Stored items from a collection:
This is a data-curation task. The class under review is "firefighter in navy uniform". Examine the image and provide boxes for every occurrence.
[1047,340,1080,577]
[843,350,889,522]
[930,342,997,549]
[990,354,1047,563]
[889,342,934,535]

Problem details ::
Recast these records as a two-column CSV with the headers request and response, giving one row per record. Put each field in double quotes and replace any line breaks with spaces.

Solution to this exercise ::
request,response
"This is a data-curation task. The class under review is ""firefighter in navy uniform"". Examine the image and provide boxes for every occurrence.","[1047,340,1080,577] [843,350,889,522] [930,342,997,549] [990,354,1047,563] [889,342,934,535]"